> **Task to carry out**:
Please repeat the entries below exactly as written, leaving out any images.

> **Records shown**:

────────────────────────────────────────

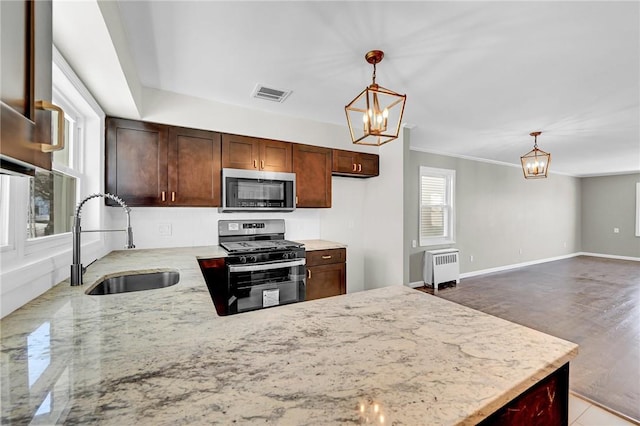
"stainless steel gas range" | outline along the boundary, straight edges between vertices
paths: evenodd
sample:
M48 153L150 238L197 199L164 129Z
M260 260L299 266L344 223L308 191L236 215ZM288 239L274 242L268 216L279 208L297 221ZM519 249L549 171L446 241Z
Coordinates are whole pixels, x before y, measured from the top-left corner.
M220 220L218 241L228 256L200 260L219 315L305 299L304 245L284 239L283 219Z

────────────────────────────────────────

> **Solution for this exercise**:
"stainless steel gas range" | outline along the boundary, straight edges between vertices
paths: evenodd
sample:
M48 153L150 238L197 199L164 129Z
M260 260L299 266L344 223L308 191L236 215ZM288 239L274 242L268 216L279 208L297 221ZM519 249L549 171L446 241Z
Coordinates are whole pixels, x before y, measured from the top-left corner.
M220 220L218 241L228 256L200 260L219 315L305 299L304 245L284 239L283 219Z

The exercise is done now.